### What you will do
- a) Extract the passage of the forum thread about Molly starting at "## Karin (Jan" and ending at "(Jun 17, 2008)".
- b) In the forum thread about Molly, why was Molly returned to the shelter the day after she was adopted?

### Extract provided

__________

# Louden, TN - Molly, F Adult, Loudon Co AS



## ded37 (Jan 18, 2005)

http://www.petfinder.com/petnote/displaypet.cgi?petid=11925876










This pet is up to date with routine shots. 
This pet has been altered

Loudon County Animal Shelter
Loudon, TN
865-458-5593 
[email protected] 
http://www.petfinder.com/shelters/TN144.html

_Who We Are_
The Loudon County Animal Shelter is a county run animal control facility and animal shelter. We take in around 200-500 animals each month and do everything in our power to give the animals a chance at being adopted, however many of these animals never get to be adopted, and because of over crowding, they have to be euthanized. To help with this ever growing problem please be responsible and spay/neuter your pets. If you cannot afford to have your pet spayed/neutered, and you live in Loudon County you can call the Humane Society at 671-8654 for assistance or you can stop by the shelter and pick up an application. If you have seen an animal on this site you are interested in adopting please stop by the shelter to begin the adoption process. At this time cash is the only form of payment accepted. 

Our Hours are 9:00am-5:00pm Monday - Friday & 9:00am - 1:00pm on Saturday. We are closed on Sundays and Holidays.


----------



## Karin (Jan 4, 2008)

*Re: Louden, TN Animal Shelter - Adult Female - Molly*

What a little cutie! She looks like my Heidi's twin! I hope she will find a home with someone who will take good care of her.


----------



## ShepherdMania (Jun 17, 2008)

*Re: Louden, TN Animal Shelter - Adult Female - Molly*

Up to the top cutie!


----------



## Jazy's mom (Jan 5, 2004)

*Re: Louden, TN Animal Shelter - Adult Female - Molly*

Molly was actually adopted on Friday and then returned on Saturday, because she went after the new owner's other dog who was much smaller and she didn't feel comfortable keeping her. I actually spoke to the lady that had adopted her and I got the impression that she did not properly introduce the two dogs or give her enough time to settle into her new home (less than one day).

__________

(Dataset items)
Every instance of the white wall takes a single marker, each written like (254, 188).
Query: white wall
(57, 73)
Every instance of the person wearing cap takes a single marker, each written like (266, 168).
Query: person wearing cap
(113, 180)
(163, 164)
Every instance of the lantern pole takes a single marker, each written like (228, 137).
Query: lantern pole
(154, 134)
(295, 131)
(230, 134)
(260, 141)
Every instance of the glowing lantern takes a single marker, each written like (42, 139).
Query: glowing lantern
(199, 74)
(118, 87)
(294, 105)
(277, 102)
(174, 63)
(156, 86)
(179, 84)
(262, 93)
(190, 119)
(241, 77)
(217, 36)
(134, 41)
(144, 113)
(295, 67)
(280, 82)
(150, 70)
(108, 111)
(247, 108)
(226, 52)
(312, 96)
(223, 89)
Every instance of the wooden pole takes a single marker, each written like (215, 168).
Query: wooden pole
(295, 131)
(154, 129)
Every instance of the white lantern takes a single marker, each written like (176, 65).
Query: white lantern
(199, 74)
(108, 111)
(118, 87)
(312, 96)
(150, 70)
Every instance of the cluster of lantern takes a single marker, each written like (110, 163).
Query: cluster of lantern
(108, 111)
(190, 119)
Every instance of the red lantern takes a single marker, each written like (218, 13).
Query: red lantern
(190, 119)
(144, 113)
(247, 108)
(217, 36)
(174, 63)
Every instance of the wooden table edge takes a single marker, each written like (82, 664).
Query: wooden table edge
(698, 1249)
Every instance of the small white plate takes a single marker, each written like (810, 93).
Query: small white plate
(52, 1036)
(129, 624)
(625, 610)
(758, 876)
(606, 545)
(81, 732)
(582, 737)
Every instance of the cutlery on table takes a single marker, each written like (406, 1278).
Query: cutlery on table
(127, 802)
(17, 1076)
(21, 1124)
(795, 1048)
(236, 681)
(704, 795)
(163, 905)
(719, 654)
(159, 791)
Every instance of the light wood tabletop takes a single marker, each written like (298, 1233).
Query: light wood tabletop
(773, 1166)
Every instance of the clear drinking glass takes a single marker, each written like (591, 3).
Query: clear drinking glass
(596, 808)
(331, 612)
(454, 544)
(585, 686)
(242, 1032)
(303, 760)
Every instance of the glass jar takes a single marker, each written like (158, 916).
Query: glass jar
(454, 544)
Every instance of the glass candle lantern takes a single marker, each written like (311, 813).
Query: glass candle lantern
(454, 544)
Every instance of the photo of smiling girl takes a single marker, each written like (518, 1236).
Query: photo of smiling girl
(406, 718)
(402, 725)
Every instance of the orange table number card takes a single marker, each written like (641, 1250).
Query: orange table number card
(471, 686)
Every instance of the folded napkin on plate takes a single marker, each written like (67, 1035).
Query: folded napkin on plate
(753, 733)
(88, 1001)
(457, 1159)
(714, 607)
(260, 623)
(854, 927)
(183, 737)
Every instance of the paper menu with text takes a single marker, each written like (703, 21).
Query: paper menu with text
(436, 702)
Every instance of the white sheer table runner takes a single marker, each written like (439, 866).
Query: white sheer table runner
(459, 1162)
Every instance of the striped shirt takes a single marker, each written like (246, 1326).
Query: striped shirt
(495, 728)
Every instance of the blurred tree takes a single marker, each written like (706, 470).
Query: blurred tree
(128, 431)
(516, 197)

__________

### Responses for each task
- a)
## Karin (Jan 4, 2008)

*Re: Louden, TN Animal Shelter - Adult Female - Molly*

What a little cutie! She looks like my Heidi's twin! I hope she will find a home with someone who will take good care of her.


----------



## ShepherdMania (Jun 17, 2008)

- b) She went after the new owner's other dog, which was much smaller, and the owner did not feel comfortable keeping her.